DIRECTIONS FOR THIS TASK —
Pick out each line of the items below that contains the string "Above", matching case exactly, and copy those lines in full.

EXTRACTED RECORDS —

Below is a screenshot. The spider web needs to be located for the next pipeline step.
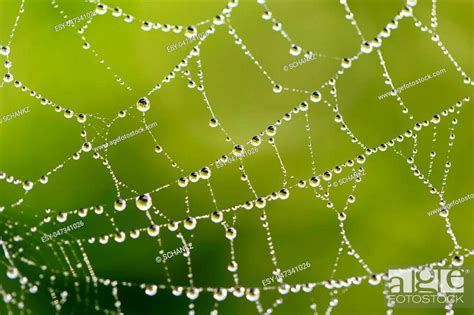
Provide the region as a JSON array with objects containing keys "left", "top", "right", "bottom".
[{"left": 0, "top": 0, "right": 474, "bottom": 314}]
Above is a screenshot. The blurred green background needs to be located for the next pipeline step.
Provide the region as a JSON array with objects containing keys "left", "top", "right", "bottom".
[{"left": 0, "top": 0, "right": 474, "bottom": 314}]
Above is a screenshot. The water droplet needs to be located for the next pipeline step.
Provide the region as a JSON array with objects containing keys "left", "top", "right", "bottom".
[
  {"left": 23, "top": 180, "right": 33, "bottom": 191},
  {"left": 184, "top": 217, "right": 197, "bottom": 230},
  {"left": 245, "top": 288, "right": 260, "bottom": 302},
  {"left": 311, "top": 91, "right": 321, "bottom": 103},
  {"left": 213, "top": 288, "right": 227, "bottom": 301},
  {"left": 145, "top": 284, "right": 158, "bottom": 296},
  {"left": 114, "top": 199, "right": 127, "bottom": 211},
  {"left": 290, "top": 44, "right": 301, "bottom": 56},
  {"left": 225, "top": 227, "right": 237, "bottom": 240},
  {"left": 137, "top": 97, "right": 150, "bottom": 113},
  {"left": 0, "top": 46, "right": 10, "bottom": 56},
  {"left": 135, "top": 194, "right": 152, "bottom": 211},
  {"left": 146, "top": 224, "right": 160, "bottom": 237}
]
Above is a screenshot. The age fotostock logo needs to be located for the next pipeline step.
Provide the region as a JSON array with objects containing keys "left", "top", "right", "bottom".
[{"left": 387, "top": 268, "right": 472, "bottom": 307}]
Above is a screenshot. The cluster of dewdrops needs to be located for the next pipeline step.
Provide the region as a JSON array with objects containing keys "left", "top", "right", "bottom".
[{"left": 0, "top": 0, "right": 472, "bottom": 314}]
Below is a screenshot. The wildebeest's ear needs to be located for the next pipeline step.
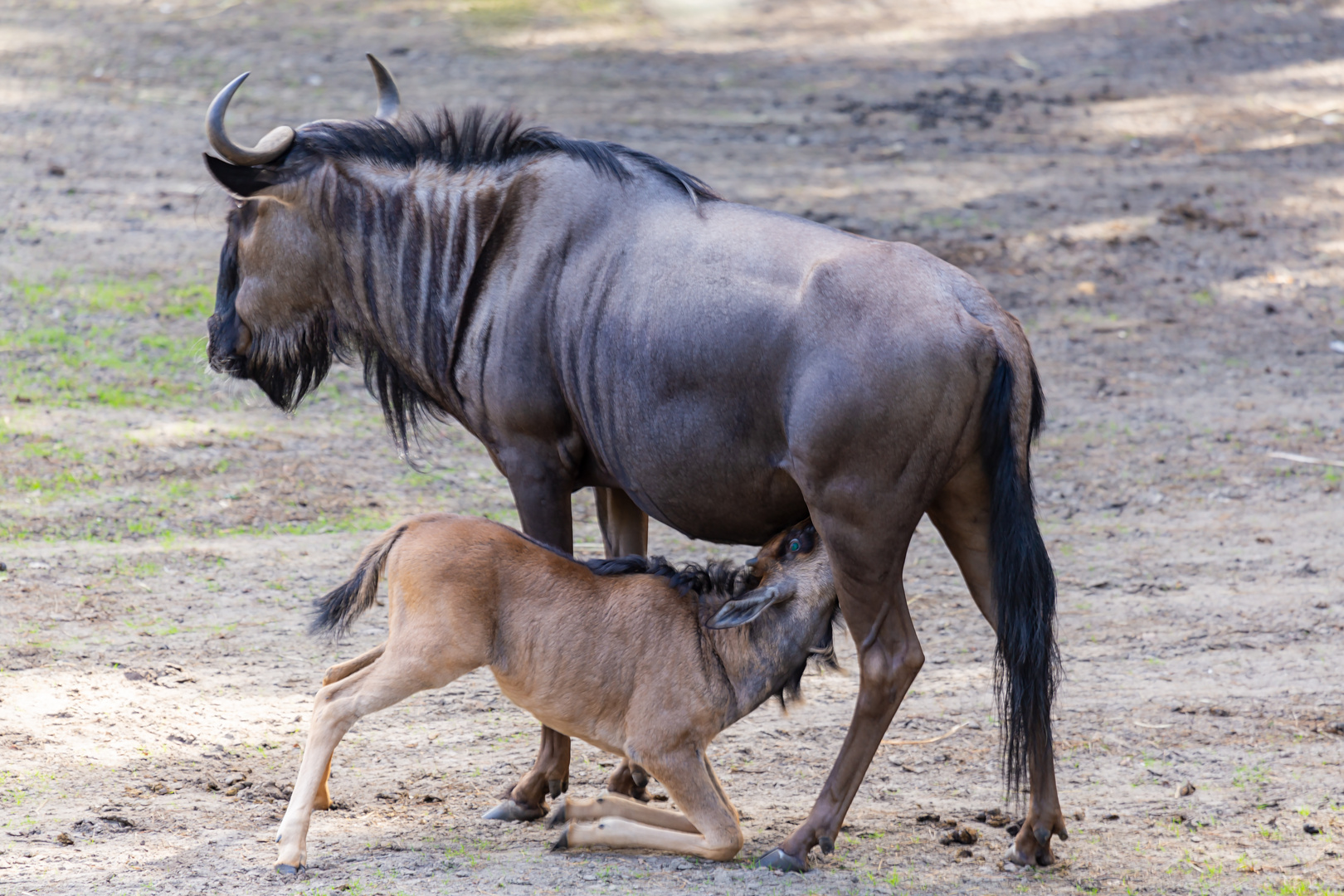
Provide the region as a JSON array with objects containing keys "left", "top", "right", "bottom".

OUTPUT FOR THIS EXERCISE —
Above is a screenshot. The blurred green background needs to be located for the next pipeline step.
Above is a screenshot. The water droplet needs to be located for the next pipeline step.
Above is a screenshot. The age fotostock logo needs to be located for the next pipeline step.
Above is a screenshot. The cluster of dewdrops needs to be located for the next pipeline step.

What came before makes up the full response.